[Part of a data file]
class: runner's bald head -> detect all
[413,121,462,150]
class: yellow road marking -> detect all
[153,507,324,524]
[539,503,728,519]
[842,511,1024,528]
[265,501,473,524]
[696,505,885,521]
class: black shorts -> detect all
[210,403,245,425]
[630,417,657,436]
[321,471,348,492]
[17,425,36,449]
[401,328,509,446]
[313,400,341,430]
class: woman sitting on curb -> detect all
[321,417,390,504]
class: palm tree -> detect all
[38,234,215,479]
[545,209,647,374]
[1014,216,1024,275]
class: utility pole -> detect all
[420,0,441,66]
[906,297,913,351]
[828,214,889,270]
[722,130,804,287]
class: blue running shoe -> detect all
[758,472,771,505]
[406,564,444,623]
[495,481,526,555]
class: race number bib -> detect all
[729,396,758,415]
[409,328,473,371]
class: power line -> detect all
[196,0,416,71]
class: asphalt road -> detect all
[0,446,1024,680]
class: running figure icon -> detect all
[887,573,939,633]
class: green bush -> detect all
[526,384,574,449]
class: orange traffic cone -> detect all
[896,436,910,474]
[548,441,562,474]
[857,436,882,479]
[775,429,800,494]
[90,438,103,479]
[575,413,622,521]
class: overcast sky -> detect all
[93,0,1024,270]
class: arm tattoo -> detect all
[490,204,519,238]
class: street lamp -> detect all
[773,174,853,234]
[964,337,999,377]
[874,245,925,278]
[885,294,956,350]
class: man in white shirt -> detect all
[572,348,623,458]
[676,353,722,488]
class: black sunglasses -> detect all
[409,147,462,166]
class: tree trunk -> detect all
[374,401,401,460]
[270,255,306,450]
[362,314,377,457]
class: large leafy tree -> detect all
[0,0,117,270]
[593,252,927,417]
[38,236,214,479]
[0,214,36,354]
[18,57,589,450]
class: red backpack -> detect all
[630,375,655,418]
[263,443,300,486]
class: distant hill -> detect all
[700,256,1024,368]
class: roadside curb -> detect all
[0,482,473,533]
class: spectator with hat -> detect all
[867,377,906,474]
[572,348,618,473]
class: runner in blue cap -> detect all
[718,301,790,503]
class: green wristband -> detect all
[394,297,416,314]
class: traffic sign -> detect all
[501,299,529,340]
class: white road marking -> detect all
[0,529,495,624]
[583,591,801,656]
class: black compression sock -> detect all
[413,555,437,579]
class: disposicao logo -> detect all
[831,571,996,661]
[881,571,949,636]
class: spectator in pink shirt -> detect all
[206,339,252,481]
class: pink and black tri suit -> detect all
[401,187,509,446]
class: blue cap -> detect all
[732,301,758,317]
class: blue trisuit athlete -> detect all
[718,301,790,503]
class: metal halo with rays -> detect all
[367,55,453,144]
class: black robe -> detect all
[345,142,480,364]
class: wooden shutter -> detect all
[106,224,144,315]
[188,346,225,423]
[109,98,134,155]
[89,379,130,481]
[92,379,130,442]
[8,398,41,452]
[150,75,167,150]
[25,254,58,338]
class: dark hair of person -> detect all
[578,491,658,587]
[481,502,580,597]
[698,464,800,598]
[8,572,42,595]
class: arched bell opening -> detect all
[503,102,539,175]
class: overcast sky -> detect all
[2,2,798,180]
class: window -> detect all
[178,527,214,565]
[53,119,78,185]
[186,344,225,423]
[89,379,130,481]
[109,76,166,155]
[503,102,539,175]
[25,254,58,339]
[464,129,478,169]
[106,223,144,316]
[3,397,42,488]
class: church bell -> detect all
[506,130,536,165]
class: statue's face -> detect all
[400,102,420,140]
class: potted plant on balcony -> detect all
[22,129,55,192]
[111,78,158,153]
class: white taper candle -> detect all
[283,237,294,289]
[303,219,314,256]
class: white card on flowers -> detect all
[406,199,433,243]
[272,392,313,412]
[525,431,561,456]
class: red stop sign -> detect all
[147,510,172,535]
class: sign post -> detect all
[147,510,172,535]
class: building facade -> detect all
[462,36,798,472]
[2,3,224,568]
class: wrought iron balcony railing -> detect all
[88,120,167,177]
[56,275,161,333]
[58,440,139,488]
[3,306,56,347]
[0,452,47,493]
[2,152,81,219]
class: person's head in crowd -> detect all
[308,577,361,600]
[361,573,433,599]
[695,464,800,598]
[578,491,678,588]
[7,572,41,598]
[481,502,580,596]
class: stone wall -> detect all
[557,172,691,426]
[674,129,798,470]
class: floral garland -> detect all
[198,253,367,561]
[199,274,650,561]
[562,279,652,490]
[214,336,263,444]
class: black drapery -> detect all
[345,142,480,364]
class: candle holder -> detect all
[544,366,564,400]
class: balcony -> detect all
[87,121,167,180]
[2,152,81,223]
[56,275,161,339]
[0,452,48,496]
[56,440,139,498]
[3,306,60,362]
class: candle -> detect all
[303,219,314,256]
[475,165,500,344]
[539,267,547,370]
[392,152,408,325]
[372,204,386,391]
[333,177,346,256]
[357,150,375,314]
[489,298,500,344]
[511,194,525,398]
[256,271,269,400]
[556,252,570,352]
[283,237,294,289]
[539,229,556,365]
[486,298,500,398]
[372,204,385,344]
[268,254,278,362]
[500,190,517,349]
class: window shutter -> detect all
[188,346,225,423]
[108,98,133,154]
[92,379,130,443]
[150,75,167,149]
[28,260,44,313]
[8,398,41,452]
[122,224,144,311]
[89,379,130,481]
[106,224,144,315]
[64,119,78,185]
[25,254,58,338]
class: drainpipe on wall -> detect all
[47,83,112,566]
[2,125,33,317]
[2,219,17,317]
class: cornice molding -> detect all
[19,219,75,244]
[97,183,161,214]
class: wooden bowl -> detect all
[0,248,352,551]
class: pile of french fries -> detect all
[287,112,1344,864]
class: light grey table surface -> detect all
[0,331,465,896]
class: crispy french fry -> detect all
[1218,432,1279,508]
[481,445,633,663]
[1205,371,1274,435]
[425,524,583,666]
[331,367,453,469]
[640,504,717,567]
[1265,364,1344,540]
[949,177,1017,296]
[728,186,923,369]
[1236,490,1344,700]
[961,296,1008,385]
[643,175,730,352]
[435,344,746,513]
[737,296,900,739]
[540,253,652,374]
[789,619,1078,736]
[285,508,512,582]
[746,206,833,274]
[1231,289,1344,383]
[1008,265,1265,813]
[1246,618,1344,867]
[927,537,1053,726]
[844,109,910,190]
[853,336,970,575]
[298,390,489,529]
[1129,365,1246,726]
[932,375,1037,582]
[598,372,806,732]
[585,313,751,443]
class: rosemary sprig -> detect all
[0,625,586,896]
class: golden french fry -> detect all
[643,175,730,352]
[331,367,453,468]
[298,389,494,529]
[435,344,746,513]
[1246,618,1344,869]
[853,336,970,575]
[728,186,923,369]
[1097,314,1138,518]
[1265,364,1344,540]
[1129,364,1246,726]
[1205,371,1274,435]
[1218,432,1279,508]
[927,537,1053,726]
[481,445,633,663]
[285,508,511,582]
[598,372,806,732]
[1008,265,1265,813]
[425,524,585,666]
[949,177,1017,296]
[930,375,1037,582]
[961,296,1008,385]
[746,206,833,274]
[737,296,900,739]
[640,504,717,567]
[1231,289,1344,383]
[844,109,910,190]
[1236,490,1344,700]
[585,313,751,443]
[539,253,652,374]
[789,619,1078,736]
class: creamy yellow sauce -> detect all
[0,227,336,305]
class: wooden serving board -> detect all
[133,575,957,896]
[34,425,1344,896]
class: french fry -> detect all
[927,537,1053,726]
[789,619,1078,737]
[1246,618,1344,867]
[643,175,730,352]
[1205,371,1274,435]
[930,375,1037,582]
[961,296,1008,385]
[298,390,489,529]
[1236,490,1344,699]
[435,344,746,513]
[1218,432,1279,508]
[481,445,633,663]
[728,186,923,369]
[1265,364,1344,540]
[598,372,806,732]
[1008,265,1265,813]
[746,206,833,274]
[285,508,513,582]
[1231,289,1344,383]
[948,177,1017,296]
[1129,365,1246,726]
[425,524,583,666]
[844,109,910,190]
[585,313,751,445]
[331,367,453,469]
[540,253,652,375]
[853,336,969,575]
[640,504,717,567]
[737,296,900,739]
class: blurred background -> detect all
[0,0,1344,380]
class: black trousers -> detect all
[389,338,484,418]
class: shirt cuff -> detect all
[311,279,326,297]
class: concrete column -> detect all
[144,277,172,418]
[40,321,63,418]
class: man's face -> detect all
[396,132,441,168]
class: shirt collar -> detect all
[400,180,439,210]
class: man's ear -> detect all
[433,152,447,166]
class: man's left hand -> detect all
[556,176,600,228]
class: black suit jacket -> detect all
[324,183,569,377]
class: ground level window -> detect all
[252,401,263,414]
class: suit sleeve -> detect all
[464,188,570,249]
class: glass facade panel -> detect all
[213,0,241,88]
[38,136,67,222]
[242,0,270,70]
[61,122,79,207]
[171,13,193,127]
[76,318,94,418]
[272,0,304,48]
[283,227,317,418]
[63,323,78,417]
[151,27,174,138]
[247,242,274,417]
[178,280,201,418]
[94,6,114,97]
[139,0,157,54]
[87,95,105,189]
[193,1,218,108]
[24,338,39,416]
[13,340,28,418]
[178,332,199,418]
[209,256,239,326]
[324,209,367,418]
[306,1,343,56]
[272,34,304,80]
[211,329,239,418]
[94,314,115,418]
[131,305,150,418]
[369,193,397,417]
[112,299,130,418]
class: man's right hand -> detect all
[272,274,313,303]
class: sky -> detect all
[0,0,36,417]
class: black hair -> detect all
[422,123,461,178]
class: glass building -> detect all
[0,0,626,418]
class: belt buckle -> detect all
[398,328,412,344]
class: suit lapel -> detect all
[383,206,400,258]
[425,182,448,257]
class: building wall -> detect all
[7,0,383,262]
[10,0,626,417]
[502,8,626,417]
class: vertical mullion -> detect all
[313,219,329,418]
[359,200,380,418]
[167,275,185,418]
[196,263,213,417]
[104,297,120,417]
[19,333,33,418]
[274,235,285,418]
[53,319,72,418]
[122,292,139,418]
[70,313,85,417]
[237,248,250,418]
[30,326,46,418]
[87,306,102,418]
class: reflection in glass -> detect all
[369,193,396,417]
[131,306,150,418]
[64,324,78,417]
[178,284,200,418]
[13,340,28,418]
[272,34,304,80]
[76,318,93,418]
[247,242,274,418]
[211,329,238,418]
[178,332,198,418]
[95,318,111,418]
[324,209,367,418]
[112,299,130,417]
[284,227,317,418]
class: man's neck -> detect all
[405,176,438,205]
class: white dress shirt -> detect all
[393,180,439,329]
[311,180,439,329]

Written exercise: Convert the entries into a numbered list, starting with the line that contains "class: blue running shoe -> detect all" and going on through the line that contains "[490,204,519,238]". Leave out any blank lines.

Task output:
1. class: blue running shoe -> detect all
2. [758,472,771,505]
3. [406,564,444,623]
4. [495,481,526,555]
5. class: race number bib -> detect all
6. [729,396,758,415]
7. [409,328,473,371]
8. class: power line -> detect all
9. [196,0,416,71]
10. class: asphalt road -> detect all
11. [0,446,1024,680]
12. class: running figure icon -> detect all
13. [887,573,939,633]
14. class: green bush -> detect all
15. [526,384,574,449]
16. class: orange traffic cone -> detect all
17. [896,436,910,474]
18. [548,441,562,474]
19. [857,436,882,479]
20. [775,429,800,494]
21. [90,438,103,479]
22. [575,413,622,521]
23. class: overcast sky -> detect all
24. [93,0,1024,270]
25. class: arm tattoo -> detect all
26. [490,204,519,238]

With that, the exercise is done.